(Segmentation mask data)
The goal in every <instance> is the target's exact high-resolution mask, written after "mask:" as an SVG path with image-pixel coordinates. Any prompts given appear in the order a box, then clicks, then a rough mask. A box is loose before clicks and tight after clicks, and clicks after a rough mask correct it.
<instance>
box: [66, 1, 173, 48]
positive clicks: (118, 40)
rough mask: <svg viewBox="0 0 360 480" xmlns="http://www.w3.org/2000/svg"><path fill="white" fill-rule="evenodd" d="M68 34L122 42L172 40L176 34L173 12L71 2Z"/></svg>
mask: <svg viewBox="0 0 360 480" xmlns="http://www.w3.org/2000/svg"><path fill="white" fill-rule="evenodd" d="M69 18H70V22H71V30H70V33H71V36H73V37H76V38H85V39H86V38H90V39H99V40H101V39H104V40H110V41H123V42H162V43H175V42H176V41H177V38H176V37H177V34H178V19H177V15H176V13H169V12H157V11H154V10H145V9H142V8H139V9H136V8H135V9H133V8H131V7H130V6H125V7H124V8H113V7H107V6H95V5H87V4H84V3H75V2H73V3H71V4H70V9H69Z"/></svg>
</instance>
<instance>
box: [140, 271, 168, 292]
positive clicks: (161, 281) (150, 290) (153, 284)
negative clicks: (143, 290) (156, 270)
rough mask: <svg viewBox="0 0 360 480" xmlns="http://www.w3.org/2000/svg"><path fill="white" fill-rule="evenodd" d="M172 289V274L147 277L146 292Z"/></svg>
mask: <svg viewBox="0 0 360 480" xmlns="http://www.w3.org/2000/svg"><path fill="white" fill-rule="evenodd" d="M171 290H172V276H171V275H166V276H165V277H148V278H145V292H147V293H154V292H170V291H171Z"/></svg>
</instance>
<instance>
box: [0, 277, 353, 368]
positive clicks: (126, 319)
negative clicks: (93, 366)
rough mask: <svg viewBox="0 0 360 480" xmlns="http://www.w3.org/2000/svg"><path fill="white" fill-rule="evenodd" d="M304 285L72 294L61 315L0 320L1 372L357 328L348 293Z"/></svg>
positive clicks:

__What is expected__
Return every one of the items above word for word, with no changes.

__Solved exercise__
The goal in every <instance> is the target's exact high-resolution mask, written after "mask:" as an SVG path with image-pixel coordinates. Any prompts given appear in the order a box, then clicks, then a rough mask. A box is loose before clicks and tight after clicks, and clicks after a rough mask correct it.
<instance>
box: [66, 1, 173, 48]
positive clicks: (118, 40)
rough mask: <svg viewBox="0 0 360 480" xmlns="http://www.w3.org/2000/svg"><path fill="white" fill-rule="evenodd" d="M68 34L122 42L172 40L176 34L173 12L71 2Z"/></svg>
mask: <svg viewBox="0 0 360 480" xmlns="http://www.w3.org/2000/svg"><path fill="white" fill-rule="evenodd" d="M69 18H70V22H71V30H70V33H71V36H73V37H76V38H85V39H86V38H90V39H99V40H101V39H104V40H110V41H123V42H162V43H175V42H176V41H177V38H176V37H177V34H178V19H177V15H176V13H169V12H157V11H154V10H145V9H142V8H139V9H136V8H135V9H133V8H131V7H130V6H125V7H124V8H113V7H107V6H95V5H87V4H84V3H75V2H73V3H71V4H70V9H69Z"/></svg>
</instance>
<instance>
box: [140, 271, 168, 292]
positive clicks: (161, 281) (150, 290) (153, 284)
negative clicks: (143, 290) (156, 270)
rough mask: <svg viewBox="0 0 360 480" xmlns="http://www.w3.org/2000/svg"><path fill="white" fill-rule="evenodd" d="M172 289V274L147 277L146 292Z"/></svg>
mask: <svg viewBox="0 0 360 480" xmlns="http://www.w3.org/2000/svg"><path fill="white" fill-rule="evenodd" d="M171 290H172V276H171V275H166V276H165V277H148V278H145V292H147V293H154V292H170V291H171Z"/></svg>
</instance>
<instance>
box: [0, 277, 353, 368]
positive clicks: (126, 319)
negative clicks: (93, 366)
rough mask: <svg viewBox="0 0 360 480" xmlns="http://www.w3.org/2000/svg"><path fill="white" fill-rule="evenodd" d="M304 285L72 294L61 315L0 320L1 372L357 328L348 293Z"/></svg>
positive clicks:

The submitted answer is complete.